*STATED GOAL*
Name every actor the article on Ethan Hawke cites in its last paragraph as an example of the digital zombie trend.

Ethan Hawke Doesn't Want To Be Digitally Revived For A Movie & It Would 'Offend Me To My Core'
With Hollywood currently fighting over artificial intelligence and the future of the movie industry, actor and Wildcat director Ethan Hawke is sure about one thing.
He doesn’t want to be brought back as a digital zombie. And by digital zombie, we’re talking about actors who’ve been digitally recreated on screen, whether it’s because they’ve died or aged out of the role.
“It would probably offend me to my core,” Hawke told Narcity during a sit-down chat for the Audi Innovation Series in Toronto on Monday. He went on to compare it to being “misquoted in the papers,” and said he wouldn’t want it to happen with him in the future.
“It’s upsetting,” he said, while taking time out from his schedule at TIFF 2023 in Toronto. “I don’t know why exactly it’s upsetting, but it makes you not trust mankind. It makes you not trust reality.”
The digital zombie effect has become a definite trend in big-budget films over the last few years. The Flash revived several dead actors, including Christopher Reeve and Adam West, for one particularly uncanny scene, while Disney has used similar technology to de-age or deepfake characters such as Luke Skywalker (Mark Hamill) and Princess Leia (Carrie Fisher) in its Star Wars films. Harrison Ford was also de-aged for the latest Indiana Jones film.

*GIVEN RECORDS*
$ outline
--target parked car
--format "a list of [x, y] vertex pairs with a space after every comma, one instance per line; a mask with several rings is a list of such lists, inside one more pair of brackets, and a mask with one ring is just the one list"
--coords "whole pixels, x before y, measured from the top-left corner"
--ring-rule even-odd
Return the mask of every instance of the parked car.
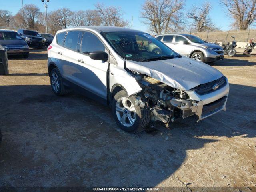
[[125, 131], [143, 130], [150, 120], [168, 126], [178, 118], [195, 114], [199, 121], [226, 110], [226, 77], [147, 33], [103, 26], [66, 29], [48, 50], [54, 93], [73, 89], [110, 105]]
[[8, 55], [21, 55], [27, 58], [29, 54], [28, 44], [14, 31], [0, 30], [0, 48], [7, 50]]
[[47, 46], [52, 42], [54, 37], [51, 34], [40, 33], [39, 34], [44, 38], [43, 42], [44, 46]]
[[168, 34], [157, 35], [156, 38], [179, 54], [198, 61], [213, 62], [224, 58], [221, 46], [207, 43], [194, 35]]
[[30, 47], [42, 48], [43, 38], [36, 31], [25, 29], [19, 29], [18, 33], [26, 41]]

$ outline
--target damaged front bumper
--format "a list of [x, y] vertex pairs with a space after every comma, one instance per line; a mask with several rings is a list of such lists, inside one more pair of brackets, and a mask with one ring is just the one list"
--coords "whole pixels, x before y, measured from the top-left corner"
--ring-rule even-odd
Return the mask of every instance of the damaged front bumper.
[[[189, 99], [181, 99], [173, 98], [169, 102], [172, 106], [180, 109], [181, 111], [180, 117], [185, 118], [193, 115], [198, 117], [197, 122], [208, 117], [222, 110], [226, 111], [226, 105], [228, 96], [229, 86], [227, 79], [226, 85], [218, 90], [203, 95], [198, 94], [194, 90], [185, 91], [189, 96]], [[168, 122], [172, 114], [164, 116], [162, 109], [154, 108], [153, 112], [153, 120], [161, 120], [165, 123]], [[162, 113], [162, 114], [161, 114]], [[170, 114], [170, 112], [169, 113]]]

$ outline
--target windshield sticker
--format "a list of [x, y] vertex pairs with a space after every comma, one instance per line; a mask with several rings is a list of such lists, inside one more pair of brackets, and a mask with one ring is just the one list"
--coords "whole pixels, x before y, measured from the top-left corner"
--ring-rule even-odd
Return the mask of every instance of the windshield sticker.
[[152, 36], [147, 33], [143, 33], [142, 35], [149, 39], [152, 39], [154, 38]]

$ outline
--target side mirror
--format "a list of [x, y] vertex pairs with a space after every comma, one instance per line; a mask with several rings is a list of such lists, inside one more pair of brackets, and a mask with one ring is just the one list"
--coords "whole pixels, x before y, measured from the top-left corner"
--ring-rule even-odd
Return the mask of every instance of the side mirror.
[[108, 54], [102, 51], [93, 51], [90, 53], [89, 55], [91, 59], [95, 60], [101, 60], [106, 62], [108, 59]]

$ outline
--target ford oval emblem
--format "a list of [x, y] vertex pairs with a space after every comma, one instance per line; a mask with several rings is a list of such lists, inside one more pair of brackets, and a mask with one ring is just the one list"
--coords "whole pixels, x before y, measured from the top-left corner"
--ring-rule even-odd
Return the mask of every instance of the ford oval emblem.
[[218, 85], [218, 84], [215, 84], [214, 85], [212, 86], [212, 89], [213, 89], [214, 90], [216, 90], [219, 88], [219, 85]]

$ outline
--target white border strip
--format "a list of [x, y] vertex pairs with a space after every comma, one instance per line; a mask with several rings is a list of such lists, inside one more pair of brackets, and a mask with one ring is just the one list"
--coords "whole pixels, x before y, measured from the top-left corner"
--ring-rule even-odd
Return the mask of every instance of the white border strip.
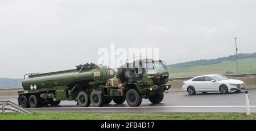
[[[46, 108], [27, 108], [28, 110], [47, 110], [47, 109], [106, 109], [106, 108], [237, 108], [246, 107], [246, 106], [155, 106], [155, 107], [46, 107]], [[250, 107], [256, 107], [250, 106]]]

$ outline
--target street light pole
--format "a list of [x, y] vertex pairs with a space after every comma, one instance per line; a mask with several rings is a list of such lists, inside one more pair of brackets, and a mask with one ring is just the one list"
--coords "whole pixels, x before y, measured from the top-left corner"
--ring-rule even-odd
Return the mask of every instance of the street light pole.
[[237, 57], [238, 56], [238, 55], [237, 54], [237, 51], [238, 50], [238, 49], [237, 49], [237, 37], [234, 37], [234, 38], [235, 39], [235, 41], [236, 41], [236, 57], [237, 58], [237, 73], [238, 73], [238, 58]]

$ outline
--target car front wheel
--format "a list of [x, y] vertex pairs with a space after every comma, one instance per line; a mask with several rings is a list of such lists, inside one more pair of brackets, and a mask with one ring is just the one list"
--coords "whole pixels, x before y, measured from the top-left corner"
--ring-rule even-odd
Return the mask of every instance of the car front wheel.
[[229, 90], [228, 89], [228, 86], [225, 85], [222, 85], [220, 86], [220, 92], [221, 94], [225, 94], [229, 93]]
[[189, 86], [188, 88], [188, 93], [189, 95], [195, 95], [196, 94], [196, 90], [194, 87]]

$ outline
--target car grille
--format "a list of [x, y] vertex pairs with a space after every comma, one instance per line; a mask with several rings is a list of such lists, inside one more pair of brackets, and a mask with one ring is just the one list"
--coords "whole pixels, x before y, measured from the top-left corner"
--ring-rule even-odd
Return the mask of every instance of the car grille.
[[244, 85], [245, 85], [244, 84], [236, 84], [236, 86], [237, 86], [237, 88], [240, 88], [240, 86], [243, 86], [243, 87], [244, 87]]

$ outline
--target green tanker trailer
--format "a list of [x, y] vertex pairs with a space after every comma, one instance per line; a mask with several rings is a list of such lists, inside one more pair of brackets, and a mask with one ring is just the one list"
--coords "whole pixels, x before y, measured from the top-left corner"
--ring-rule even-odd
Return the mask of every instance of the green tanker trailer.
[[127, 62], [117, 74], [113, 69], [87, 63], [74, 69], [24, 77], [18, 102], [24, 108], [56, 106], [65, 100], [76, 101], [81, 107], [100, 107], [112, 100], [116, 104], [126, 100], [129, 106], [138, 106], [142, 98], [158, 103], [171, 87], [166, 84], [168, 73], [163, 62], [147, 59]]

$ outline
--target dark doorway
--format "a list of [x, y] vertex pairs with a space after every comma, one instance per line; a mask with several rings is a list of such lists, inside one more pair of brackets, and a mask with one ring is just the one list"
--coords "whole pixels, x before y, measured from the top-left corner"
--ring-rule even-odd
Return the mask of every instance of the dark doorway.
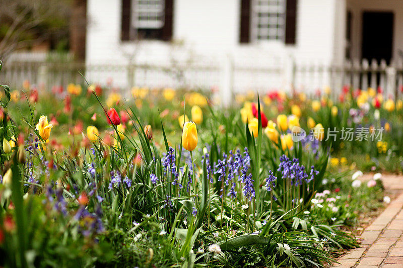
[[392, 58], [393, 14], [365, 12], [362, 20], [362, 58], [379, 63], [385, 59], [389, 64]]

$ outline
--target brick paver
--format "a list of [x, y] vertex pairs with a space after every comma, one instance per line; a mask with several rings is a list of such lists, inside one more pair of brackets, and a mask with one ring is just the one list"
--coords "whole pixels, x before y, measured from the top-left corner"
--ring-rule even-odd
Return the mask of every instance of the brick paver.
[[361, 247], [347, 251], [334, 267], [403, 268], [403, 177], [387, 175], [382, 180], [387, 191], [400, 195], [361, 234]]

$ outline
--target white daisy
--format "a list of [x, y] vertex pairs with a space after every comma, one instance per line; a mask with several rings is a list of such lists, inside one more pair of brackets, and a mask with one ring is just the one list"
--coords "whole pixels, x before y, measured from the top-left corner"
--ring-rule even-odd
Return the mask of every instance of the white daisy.
[[221, 253], [221, 248], [217, 244], [212, 244], [209, 246], [209, 251], [216, 254]]

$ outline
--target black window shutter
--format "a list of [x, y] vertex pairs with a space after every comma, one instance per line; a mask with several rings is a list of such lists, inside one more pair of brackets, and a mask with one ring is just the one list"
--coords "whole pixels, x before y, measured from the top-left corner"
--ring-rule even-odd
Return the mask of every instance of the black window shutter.
[[287, 0], [286, 11], [286, 44], [296, 43], [297, 0]]
[[120, 38], [122, 41], [130, 40], [130, 18], [131, 15], [131, 1], [130, 0], [122, 1], [122, 25]]
[[249, 43], [250, 40], [250, 0], [241, 0], [241, 24], [239, 42]]
[[165, 0], [165, 18], [161, 37], [163, 40], [169, 41], [172, 39], [173, 22], [173, 0]]

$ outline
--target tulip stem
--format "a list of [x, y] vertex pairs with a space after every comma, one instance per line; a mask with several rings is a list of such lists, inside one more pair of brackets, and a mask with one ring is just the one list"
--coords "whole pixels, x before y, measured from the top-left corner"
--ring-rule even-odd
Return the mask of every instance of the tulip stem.
[[190, 151], [190, 158], [192, 159], [192, 170], [193, 170], [193, 173], [192, 174], [192, 180], [193, 180], [193, 190], [194, 191], [194, 206], [196, 208], [197, 203], [197, 194], [196, 192], [196, 180], [194, 180], [194, 164], [193, 163], [193, 154], [192, 153], [192, 151]]

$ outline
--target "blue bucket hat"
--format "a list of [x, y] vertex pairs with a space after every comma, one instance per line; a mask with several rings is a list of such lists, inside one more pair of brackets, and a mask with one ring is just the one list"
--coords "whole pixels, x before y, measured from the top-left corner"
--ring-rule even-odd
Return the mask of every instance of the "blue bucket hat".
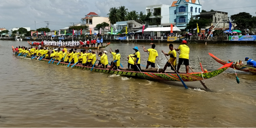
[[249, 59], [249, 57], [245, 57], [245, 60], [244, 60], [244, 61], [246, 61], [246, 60], [247, 60], [247, 59]]
[[137, 46], [135, 46], [135, 47], [134, 47], [134, 48], [132, 49], [133, 49], [133, 50], [136, 49], [139, 51], [139, 48], [138, 48], [138, 47]]

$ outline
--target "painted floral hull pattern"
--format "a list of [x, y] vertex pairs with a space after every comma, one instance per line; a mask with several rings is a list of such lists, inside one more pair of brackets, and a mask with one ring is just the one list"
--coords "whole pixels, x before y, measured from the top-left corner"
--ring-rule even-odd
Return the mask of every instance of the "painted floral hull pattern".
[[[16, 55], [18, 55], [17, 54]], [[27, 56], [28, 58], [31, 58], [31, 56]], [[41, 61], [49, 62], [49, 60], [42, 59]], [[58, 61], [55, 61], [53, 63], [57, 64]], [[62, 62], [60, 63], [59, 65], [67, 66], [68, 64]], [[227, 64], [226, 66], [224, 65], [222, 68], [213, 71], [204, 72], [201, 73], [201, 72], [191, 73], [188, 74], [180, 74], [180, 76], [184, 81], [195, 81], [204, 79], [202, 77], [203, 74], [204, 78], [205, 79], [208, 79], [216, 76], [223, 72], [231, 65], [231, 64]], [[70, 66], [73, 65], [70, 64]], [[75, 65], [73, 68], [83, 68], [83, 66], [81, 65]], [[84, 70], [91, 70], [91, 67], [85, 67]], [[108, 69], [104, 69], [98, 68], [93, 68], [92, 71], [103, 73], [108, 73]], [[134, 78], [140, 78], [149, 80], [157, 80], [168, 81], [180, 81], [180, 80], [176, 74], [160, 73], [149, 72], [141, 72], [127, 71], [118, 71], [111, 70], [109, 72], [110, 74], [115, 74], [122, 76], [131, 77]]]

*THE COMPLETED TASK*
Christopher Reeve, Adam West, Mark Hamill, Carrie Fisher, Harrison Ford